§ 本文:
+++

説明

孔開きヘッドレスト

【課題】 複雑な貫通孔を有する孔開きヘッドレストを提供する。
【手段】 乗員の頭部が当接する前支持部2と、この前支持部2に一体に結合する後支持部1とから構成し、
前記後支持部1はフレーム30周りに一体成形し前後方向に貫通した貫通孔H、Hを装飾孔部としてその内部域に有する正面略U形状の軟質樹脂成形品であることを特徴とする。

【発明の詳細な説明】
【技術分野】
【0001】
本発明は自動車用シートに備える孔開きヘッドレストに関する。
【背景技術】
【0002】
中央部に前後方向に貫通する貫通孔を有するヘッドレストには袋状に縫製したトリムカバー内に芯材を架設したフレームを挿入後、カバー内にパッド成形用の発泡液を注入して、トリムカバーと一体にパッドを発泡成形しているもの(例えば、特開2001−314271号公報)がある。
【先行技術文献】
【特許文献】
【0003】
【特許文献1】特開2001−314271号公報
【発明の概要】
【発明が解決しようとする課題】
【0004】
従って、従来品は、例えば、貫通孔を上下に設けた孔明きヘッドレストなど、貫通孔の形状が複雑のものには、全く製造できない。
また、ヘッドレストの外面全体が同一のトリムカバーと、このトリムカバー内に発泡成形された均一のクッション性を有するパッドとから構成されている。
そのため、ヘッドレスト全体の外観着色が一色であり、またヘッドレスト全体の硬度
(クッション性)が一様である。
従って、ヘッドレストの外観品質が悪く、また、例えば、乗員の頭部が当接部分のみの感触を良好にすることができない不具合があった。
【0005】
そこで、本発明は孔開きヘッドレストにおいて、前記貫通孔の形状についてその設計自由度を向上して外観品質を良好にし、また、感触などに優れたものを提供することを目的とする。

+++

§ 作業内容:
1. 孔開きヘッドレストの本文のうち、「そのため、ヘッドレスト全体の外観着色が一色であり、またヘッドレスト全体の硬度」から「を提供することを目的とする。」までを、両端の語句も含めてそのまま書き写して返すこと。
2. 孔開きヘッドレストの本文に出てくる【】付きの四桁の段落番号をすべて挙げること。
3. 孔開きヘッドレストの本文をもとに、次の問いに答えること。
(a) 本発明の孔開きヘッドレストは何に備えるものか。
(b) 背景技術の例として挙げられている公報は何か。
(c) 後支持部1はどのような成形品か。

§ 記録データ:

+++

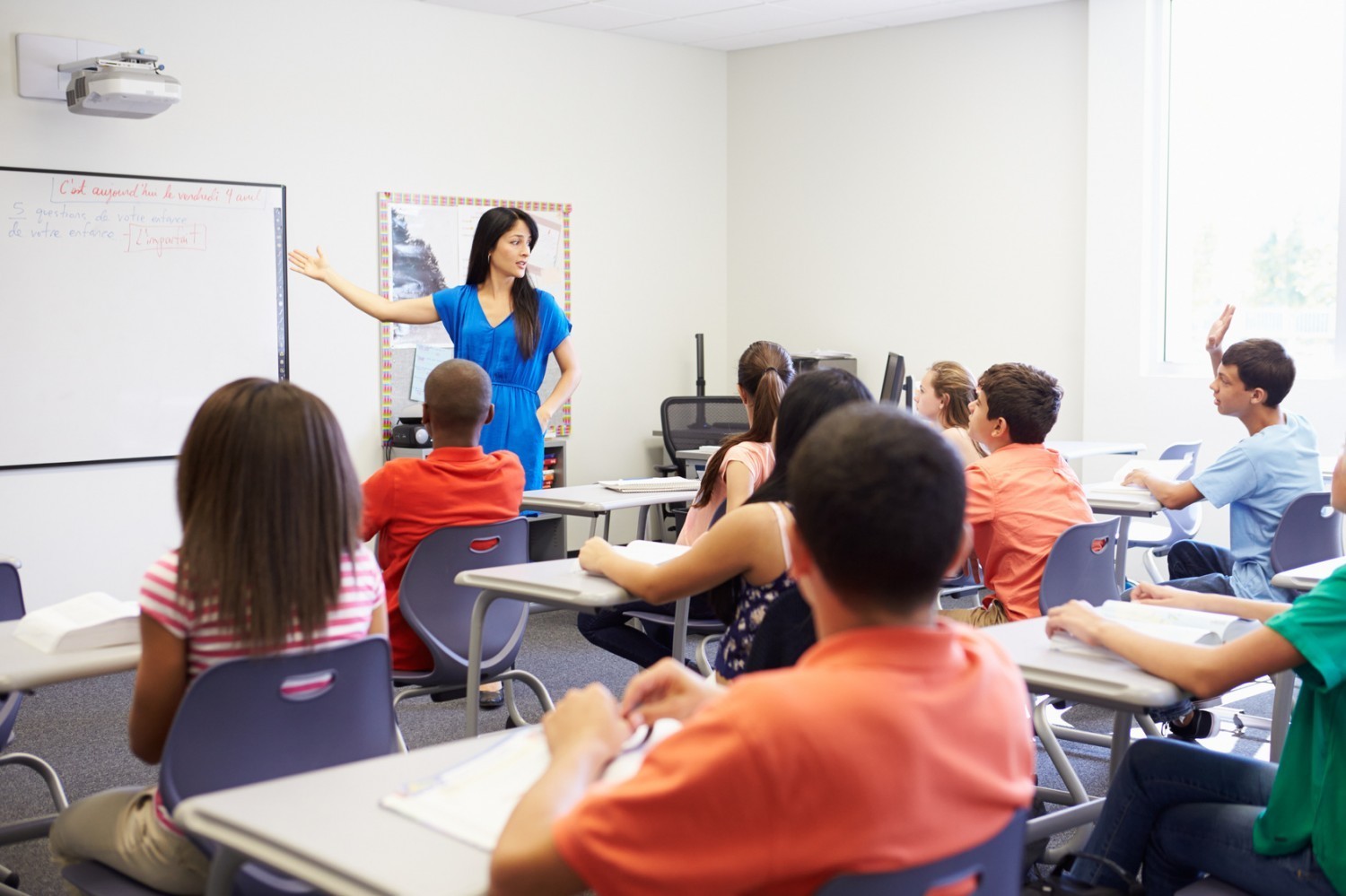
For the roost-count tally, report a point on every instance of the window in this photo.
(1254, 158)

+++

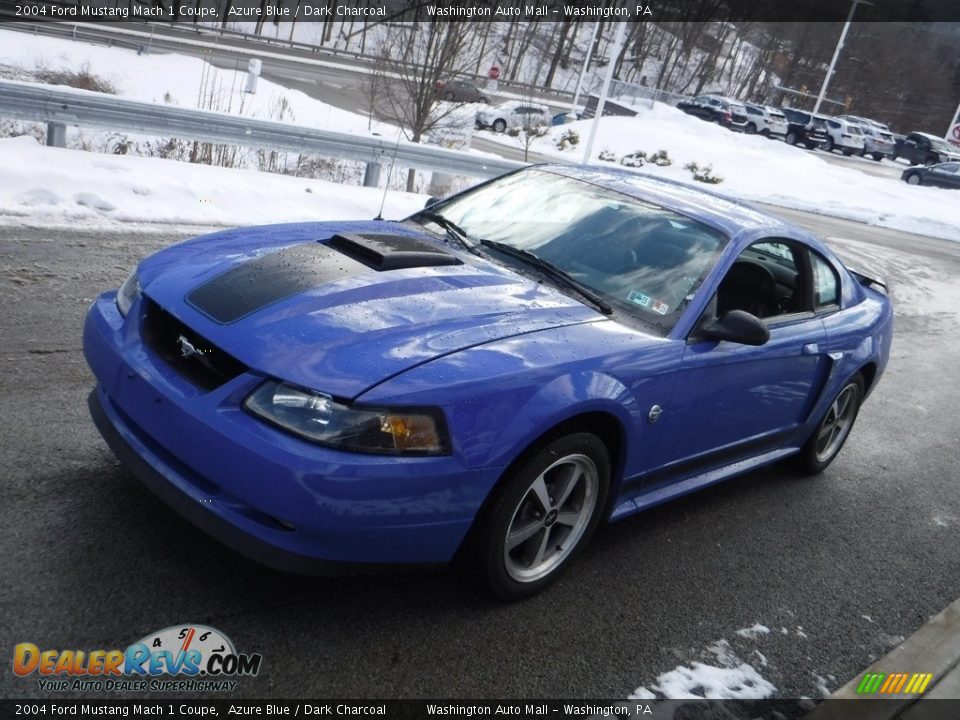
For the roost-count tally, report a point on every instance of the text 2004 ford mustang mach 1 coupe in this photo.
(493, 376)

+++

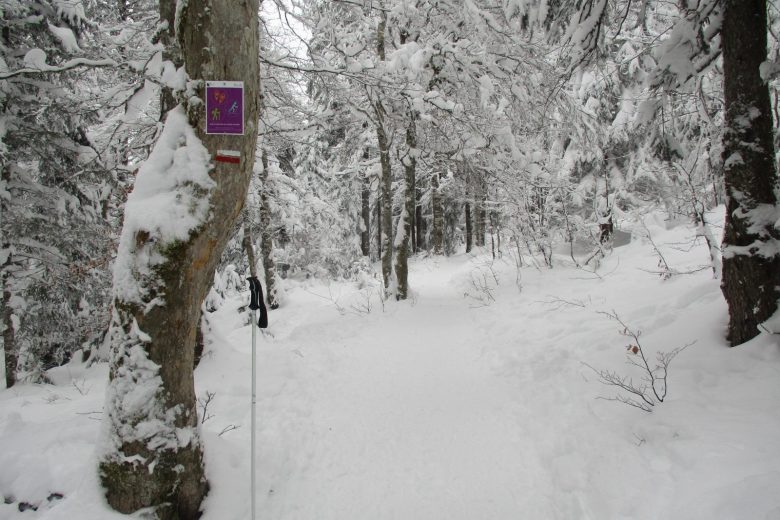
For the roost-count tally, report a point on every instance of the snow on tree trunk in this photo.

+++

§ 解答一覧:
1.
そのため、ヘッドレスト全体の外観着色が一色であり、またヘッドレスト全体の硬度
(クッション性)が一様である。
従って、ヘッドレストの外観品質が悪く、また、例えば、乗員の頭部が当接部分のみの感触を良好にすることができない不具合があった。
【0005】
そこで、本発明は孔開きヘッドレストにおいて、前記貫通孔の形状についてその設計自由度を向上して外観品質を良好にし、また、感触などに優れたものを提供することを目的とする。

2. 【0001】、【0002】、【0003】、【0004】、【0005】の五つである。

3.
(a) 自動車用シートに備えるものである。
(b) 特開2001−314271号公報である。
(c) 正面略U形状の軟質樹脂成形品である。